*PASSAGE CHOISI*.
╭──

«BLACK LIVES MATTER» ?

En pleine pandémie internationale, les américains manifestent en masse pour un drame qui mobilise l’opinion internationale : le 26 mai dernier, George Floyd, a été tué lors d’une interpellation policière.

Dossier réalisé par Anouck Arzur étudiante rédactrice aux Echos Vannetais en 2018-2019

L’Africain-Américain de 46 ans est soupçonné d’avoir utilisé un faux billet de vingt dollars lors de l’achat d’un paquet de cigarettes. Il en est mort.

Lors de l’interpellation par l’agent de police Derek Chauvin et trois de ses collègues, l’intervention dégénère très vite. Pour preuve, le film amateur tourné par une jeune femme de 17 ans, et depuis largement partagé sur les réseaux sociaux. Elle est sans appel et montre un homme, George Floyd, inquiet, mais ni agressif ni violent, plaqué au sol par un des agents de police, maintenu contre le béton par un genou sur le cou, l’empêchant de respirer. Les minutes s’écoulent et l’homme signale son inconfort et sa douleur, ce qui ne suscite aucune réaction des représentants de la loi, malgré les interpellations des témoins. George Floyd grogne, gémit et supplie pour qu’on le laisse respirer, d’autres témoins interviennent à nouveau expliquant qu’il est inutile de maintenir l’homme ainsi car il ne se débat pas et est coopératif. Le policier Derek Chauvin continue d’ignorer les citoyens qui l’entourent, et ne réagit pas quand ces témoins lui demandent de vérifier son pouls, car Floyd n’est plus conscient. Huit minutes se sont alors écoulées, et George Floyd décède, entouré de témoins impuissants et de policier impassibles.

╰──

*OBJECTIF DU TRAVAIL*. Reproduisez à l’identique tout le texte sur la mort de George Floyd, du début à la fin.

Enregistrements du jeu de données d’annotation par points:
╭──

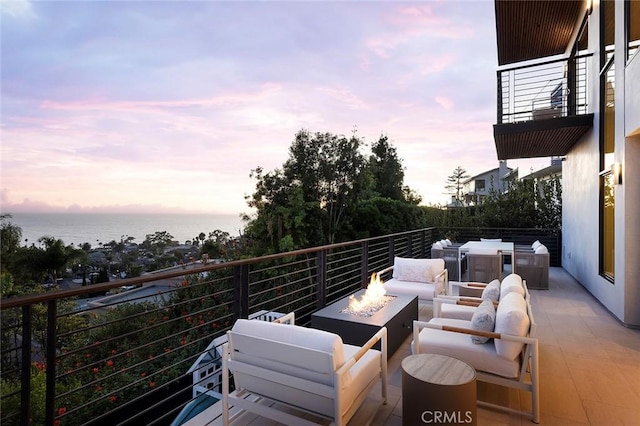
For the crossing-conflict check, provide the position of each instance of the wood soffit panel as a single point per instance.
(529, 29)
(544, 138)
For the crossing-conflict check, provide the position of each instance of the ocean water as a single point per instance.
(96, 228)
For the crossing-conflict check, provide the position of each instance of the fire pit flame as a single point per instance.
(373, 299)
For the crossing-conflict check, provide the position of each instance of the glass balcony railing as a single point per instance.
(100, 354)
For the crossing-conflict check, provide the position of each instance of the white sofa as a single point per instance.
(304, 369)
(508, 358)
(425, 278)
(463, 307)
(533, 265)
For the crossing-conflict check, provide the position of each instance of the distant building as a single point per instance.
(477, 187)
(568, 84)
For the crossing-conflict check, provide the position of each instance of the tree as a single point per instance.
(10, 238)
(386, 169)
(327, 166)
(455, 183)
(307, 201)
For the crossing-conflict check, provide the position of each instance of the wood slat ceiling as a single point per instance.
(544, 138)
(535, 29)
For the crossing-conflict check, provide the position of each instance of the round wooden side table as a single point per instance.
(438, 390)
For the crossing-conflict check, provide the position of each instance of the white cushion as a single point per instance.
(483, 319)
(492, 291)
(511, 318)
(541, 249)
(458, 345)
(455, 311)
(418, 270)
(296, 335)
(363, 372)
(424, 291)
(511, 283)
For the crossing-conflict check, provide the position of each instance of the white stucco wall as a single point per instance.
(632, 96)
(581, 205)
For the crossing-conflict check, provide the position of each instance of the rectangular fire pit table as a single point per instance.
(397, 316)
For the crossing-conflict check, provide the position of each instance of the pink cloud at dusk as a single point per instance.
(168, 106)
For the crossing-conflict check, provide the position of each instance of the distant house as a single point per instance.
(477, 187)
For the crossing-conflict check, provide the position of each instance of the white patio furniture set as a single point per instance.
(286, 372)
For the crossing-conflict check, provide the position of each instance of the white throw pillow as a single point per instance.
(511, 318)
(483, 319)
(416, 270)
(511, 283)
(492, 291)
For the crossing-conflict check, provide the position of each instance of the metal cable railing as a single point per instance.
(544, 90)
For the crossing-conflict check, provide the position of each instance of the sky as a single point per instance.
(167, 106)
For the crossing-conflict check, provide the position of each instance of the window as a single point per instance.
(632, 17)
(607, 141)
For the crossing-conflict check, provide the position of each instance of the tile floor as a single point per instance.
(589, 367)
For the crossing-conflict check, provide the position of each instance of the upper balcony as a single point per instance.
(542, 108)
(541, 100)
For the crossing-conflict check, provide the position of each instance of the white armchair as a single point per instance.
(425, 278)
(304, 369)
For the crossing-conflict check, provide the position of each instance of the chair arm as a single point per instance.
(380, 335)
(419, 325)
(441, 282)
(384, 271)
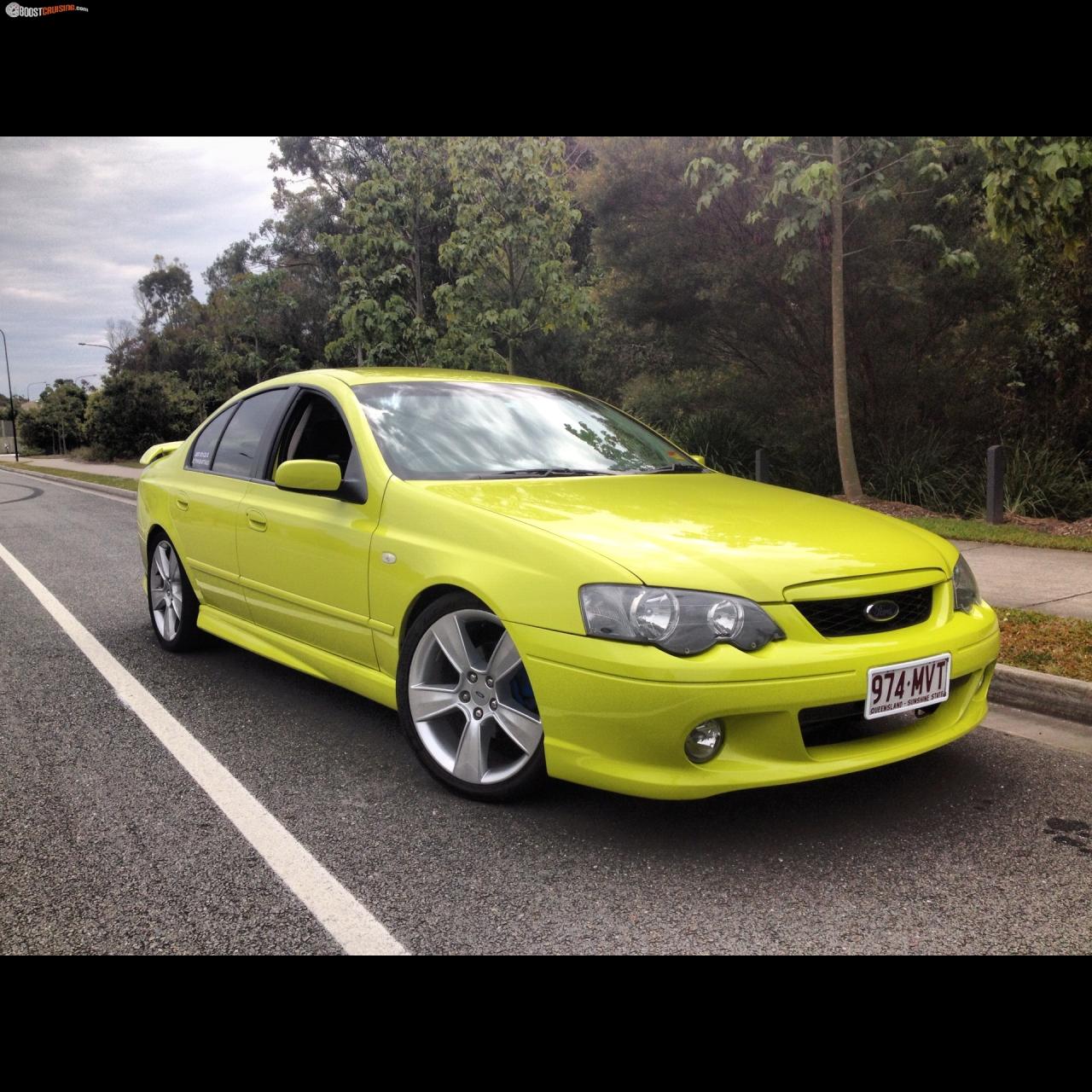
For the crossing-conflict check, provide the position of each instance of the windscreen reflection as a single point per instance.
(440, 429)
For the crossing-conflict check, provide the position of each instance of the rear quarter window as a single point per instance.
(205, 445)
(237, 451)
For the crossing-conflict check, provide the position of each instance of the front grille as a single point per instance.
(847, 619)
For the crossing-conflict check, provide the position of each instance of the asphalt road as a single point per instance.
(107, 845)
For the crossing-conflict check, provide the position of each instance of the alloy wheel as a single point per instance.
(165, 590)
(471, 701)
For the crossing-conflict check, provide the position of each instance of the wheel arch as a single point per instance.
(153, 531)
(426, 597)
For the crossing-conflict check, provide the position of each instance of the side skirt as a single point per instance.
(366, 682)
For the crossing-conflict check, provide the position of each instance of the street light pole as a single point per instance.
(11, 397)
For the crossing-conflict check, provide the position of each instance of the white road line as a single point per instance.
(335, 909)
(48, 479)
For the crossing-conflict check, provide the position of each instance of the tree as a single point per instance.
(164, 293)
(55, 421)
(133, 410)
(806, 184)
(509, 253)
(391, 270)
(1038, 188)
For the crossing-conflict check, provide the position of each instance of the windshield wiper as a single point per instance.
(545, 472)
(677, 468)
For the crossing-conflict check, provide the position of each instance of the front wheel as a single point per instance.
(467, 703)
(171, 599)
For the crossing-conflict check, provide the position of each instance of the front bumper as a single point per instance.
(616, 716)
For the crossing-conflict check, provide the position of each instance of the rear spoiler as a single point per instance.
(157, 451)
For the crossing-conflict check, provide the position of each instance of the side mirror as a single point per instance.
(308, 475)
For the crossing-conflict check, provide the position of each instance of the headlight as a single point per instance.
(676, 620)
(966, 587)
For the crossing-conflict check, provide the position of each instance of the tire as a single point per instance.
(465, 702)
(171, 601)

╰──

*TÂCHE ACCOMPLIE*.
«BLACK LIVES MATTER» ?

En pleine pandémie internationale, les américains manifestent en masse pour un drame qui mobilise l’opinion internationale : le 26 mai dernier, George Floyd, a été tué lors d’une interpellation policière.

Dossier réalisé par Anouck Arzur étudiante rédactrice aux Echos Vannetais en 2018-2019

L’Africain-Américain de 46 ans est soupçonné d’avoir utilisé un faux billet de vingt dollars lors de l’achat d’un paquet de cigarettes. Il en est mort.

Lors de l’interpellation par l’agent de police Derek Chauvin et trois de ses collègues, l’intervention dégénère très vite. Pour preuve, le film amateur tourné par une jeune femme de 17 ans, et depuis largement partagé sur les réseaux sociaux. Elle est sans appel et montre un homme, George Floyd, inquiet, mais ni agressif ni violent, plaqué au sol par un des agents de police, maintenu contre le béton par un genou sur le cou, l’empêchant de respirer. Les minutes s’écoulent et l’homme signale son inconfort et sa douleur, ce qui ne suscite aucune réaction des représentants de la loi, malgré les interpellations des témoins. George Floyd grogne, gémit et supplie pour qu’on le laisse respirer, d’autres témoins interviennent à nouveau expliquant qu’il est inutile de maintenir l’homme ainsi car il ne se débat pas et est coopératif. Le policier Derek Chauvin continue d’ignorer les citoyens qui l’entourent, et ne réagit pas quand ces témoins lui demandent de vérifier son pouls, car Floyd n’est plus conscient. Huit minutes se sont alors écoulées, et George Floyd décède, entouré de témoins impuissants et de policier impassibles.